:: Objective ::
Rewrite the items from the line containing "Identify one point per instance of the ornament hanging" through the end of the items, changing "ornament" to "decoration" and leaving everything else unchanged.

:: Dataset rows ::
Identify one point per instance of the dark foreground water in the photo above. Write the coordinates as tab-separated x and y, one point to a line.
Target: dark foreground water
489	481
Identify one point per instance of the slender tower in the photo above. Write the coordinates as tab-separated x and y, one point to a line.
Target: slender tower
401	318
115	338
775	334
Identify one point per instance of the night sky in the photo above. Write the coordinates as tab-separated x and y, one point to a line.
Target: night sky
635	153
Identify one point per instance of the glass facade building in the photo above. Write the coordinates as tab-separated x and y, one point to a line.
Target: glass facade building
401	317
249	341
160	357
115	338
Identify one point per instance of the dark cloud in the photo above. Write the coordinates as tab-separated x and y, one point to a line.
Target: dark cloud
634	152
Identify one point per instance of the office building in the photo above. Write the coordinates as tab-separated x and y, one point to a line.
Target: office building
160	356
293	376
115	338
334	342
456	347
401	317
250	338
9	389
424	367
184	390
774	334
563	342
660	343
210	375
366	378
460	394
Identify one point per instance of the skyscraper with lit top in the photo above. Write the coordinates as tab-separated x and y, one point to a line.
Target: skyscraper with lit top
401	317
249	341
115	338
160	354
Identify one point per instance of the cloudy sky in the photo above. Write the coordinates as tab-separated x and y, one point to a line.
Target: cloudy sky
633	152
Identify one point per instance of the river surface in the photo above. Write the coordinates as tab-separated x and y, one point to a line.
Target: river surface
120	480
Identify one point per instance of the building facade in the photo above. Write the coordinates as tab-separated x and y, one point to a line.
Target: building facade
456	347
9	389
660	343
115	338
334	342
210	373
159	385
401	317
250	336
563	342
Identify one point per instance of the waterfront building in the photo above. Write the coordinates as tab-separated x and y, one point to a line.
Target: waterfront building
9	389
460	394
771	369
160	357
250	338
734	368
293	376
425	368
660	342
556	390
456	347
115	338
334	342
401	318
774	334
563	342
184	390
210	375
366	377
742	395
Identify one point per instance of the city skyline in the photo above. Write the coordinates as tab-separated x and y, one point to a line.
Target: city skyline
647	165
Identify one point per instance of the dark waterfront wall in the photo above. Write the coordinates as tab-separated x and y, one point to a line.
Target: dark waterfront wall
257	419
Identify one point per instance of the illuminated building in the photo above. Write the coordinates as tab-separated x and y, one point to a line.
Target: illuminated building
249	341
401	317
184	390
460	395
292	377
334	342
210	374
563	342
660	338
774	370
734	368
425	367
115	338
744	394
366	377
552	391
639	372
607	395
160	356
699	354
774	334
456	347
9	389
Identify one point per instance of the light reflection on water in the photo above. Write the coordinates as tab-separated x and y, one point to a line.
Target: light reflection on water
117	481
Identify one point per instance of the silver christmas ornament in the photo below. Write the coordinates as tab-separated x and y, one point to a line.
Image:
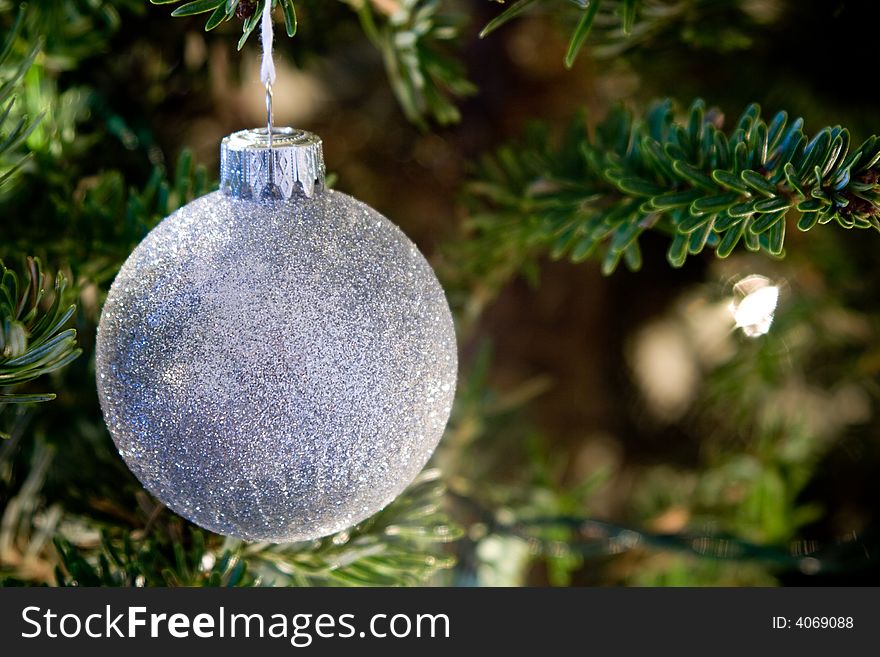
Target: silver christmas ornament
275	361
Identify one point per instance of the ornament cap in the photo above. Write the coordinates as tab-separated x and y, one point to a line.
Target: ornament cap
253	166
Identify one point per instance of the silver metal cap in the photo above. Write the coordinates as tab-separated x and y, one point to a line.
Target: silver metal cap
250	169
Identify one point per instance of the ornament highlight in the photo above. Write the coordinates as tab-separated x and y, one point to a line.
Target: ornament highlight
276	361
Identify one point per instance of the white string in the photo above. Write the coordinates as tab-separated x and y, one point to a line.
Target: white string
267	69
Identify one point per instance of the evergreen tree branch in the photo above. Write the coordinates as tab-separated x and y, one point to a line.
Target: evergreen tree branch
704	186
401	545
616	25
33	341
12	138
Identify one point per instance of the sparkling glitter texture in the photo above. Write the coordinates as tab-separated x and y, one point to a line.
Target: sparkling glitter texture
276	370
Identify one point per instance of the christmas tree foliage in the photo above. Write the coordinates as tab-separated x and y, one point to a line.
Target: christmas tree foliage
705	418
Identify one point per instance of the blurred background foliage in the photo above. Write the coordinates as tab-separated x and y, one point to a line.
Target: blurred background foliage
608	430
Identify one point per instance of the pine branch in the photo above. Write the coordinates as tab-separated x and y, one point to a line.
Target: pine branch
399	546
33	341
247	11
411	35
691	179
12	138
616	25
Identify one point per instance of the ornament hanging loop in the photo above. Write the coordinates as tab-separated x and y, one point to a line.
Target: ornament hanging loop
267	68
269	119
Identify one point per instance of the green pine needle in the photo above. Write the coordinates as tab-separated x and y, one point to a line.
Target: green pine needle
706	187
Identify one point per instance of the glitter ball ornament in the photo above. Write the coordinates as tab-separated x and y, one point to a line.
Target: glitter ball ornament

:: The output ::
Identify one point per instance of the decoration hanging loop in the photo above. Write the coordinates as tab-separated x and y, one point to a line.
Target: decoration hanging loop
267	68
269	119
Identify one point per instance of the green pine needle in the photo above. Write the coordinates as tab-separated x and y, one point to a line.
Target: green pine needle
706	187
Identify one point per instance of the glitter ball decoration in the photo above. Write the coordinates as tab-separated x and y, one point to a line.
Target: glitter ball decoration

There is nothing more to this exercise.